» **SET OF TASKS**:
**a)** Please quote the clinical engineering apprentice award text below word for word, starting at "This award was" and ending at "Expo in 2023.".
**b)** According to the clinical engineering apprentice award text below, where and when will the 2024 winner be announced?
**c)** Write what comes next in the clinical engineering apprentice award text below, picking up after its final sentence.

Start of PROVIDED PASSAGE

This award was set up to recognise the importance of investing in Apprentices across the Clinical Engineering Industry recognising that both the NHS and Private Sector deliver these vital services. The award is sponsored and administered by MTS Health and the first event was hosted by the EBME Expo in 2023.

To ensure a wide selection of applicants from across the NHS and private sector clinical engineering community, the evaluation and selection will be from the following organisations and personnel who have given their time freely to participate

  • Martin Lucey - Head of Clinical Engineering - Southampton University Hospitals NHS Trust
  • Adam Chec – Clinical Engineering Apprentice Scheme Manager Barts Health NHS Trust
  • Julie Austin – Apprenticeship Training JBM Associates
  • Nana Odom - Head of Clinical Engineering
  • Cleveland Clinic London
  • Andrew Frost – Director of Technical Services and Apprentices, MTS Health Ltd
  • Dr John Sandham - Chair of EBME

We have shortlisted a number of candidates from across the NHS and Private Sector for 2024, the winner to be announced at the industry’s EBME conference on 29th June 2024.

End of PROVIDED PASSAGE
Start of SOURCE MATERIAL

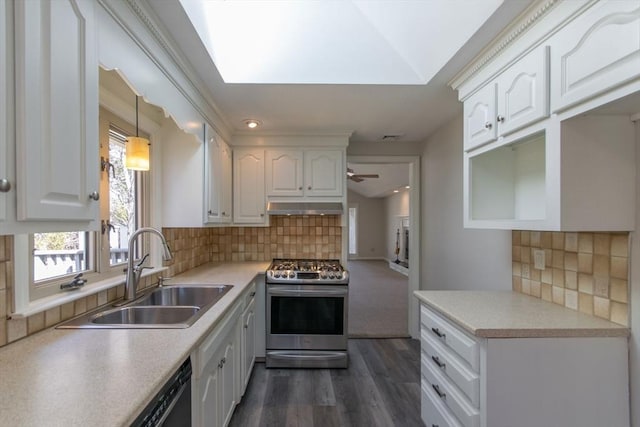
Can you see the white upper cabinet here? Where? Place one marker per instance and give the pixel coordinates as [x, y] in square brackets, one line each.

End of SOURCE MATERIAL

» **TASK RESPONSES**:
**a)**
This award was set up to recognise the importance of investing in Apprentices across the Clinical Engineering Industry recognising that both the NHS and Private Sector deliver these vital services. The award is sponsored and administered by MTS Health and the first event was hosted by the EBME Expo in 2023.

**b)** At the industry's EBME conference on 29th June 2024.

**c)**
MTS invests in Level 3 and Level 6 Apprenticehips

The role of Clinical Engineering in support of the NHS came into sharp focus during the COVID-19 Pandemic and has shone a light on this essential profession. There is a shortage of Clinical Engineers and an ageing workforce with fewer and fewer recruits. The industry is having to move quickly with an ever increasing portfolio of connected devices and interfaces to the Electronic Patient Record (EPR). These skills are moving Clinical Engineering into greater depth with Trust ICT departments and detailed knowledge of software. The MHRA requires all staff to be appropriately trained. The investment from the NHS and private sector companies into Apprenticeships for Clinical Engineers is now paramount. The focus into ensuring succession planning; greater ICT skills; the implications to cyber security, knowledge of Net Zero Carbon and other sustainability related issues will mean a shift in the knowledge base of Clinical Engineering. Attracting more recruits and raising the status of the personnel working within it is an import shift post-pandemic. Putting the clinical back into Clinical Engineering; the training of clinical colleagues on key equipment e.g. ventilators; whilst recognising that there are multiple levels of opportunity, including attracting young people who have practical skills and can be attracted in to the profession with support from structured courses. There is a significant requirement for practical planned maintenance skills that require a different level of skills and training. Raising the profile; paying the appropriate levels for the skills and joint collaboration between the NHS and Private Sector companies that have access to the Apprenticeship Levy, give opportunities help plug the emerging gap in this profession, and provide a long-term career path. Given that so many EBME / Clinical Engineering departments are managed under Estates , the discussion will focus on what more can be achieved to build the skills necessary to deliver resilient services in to the future.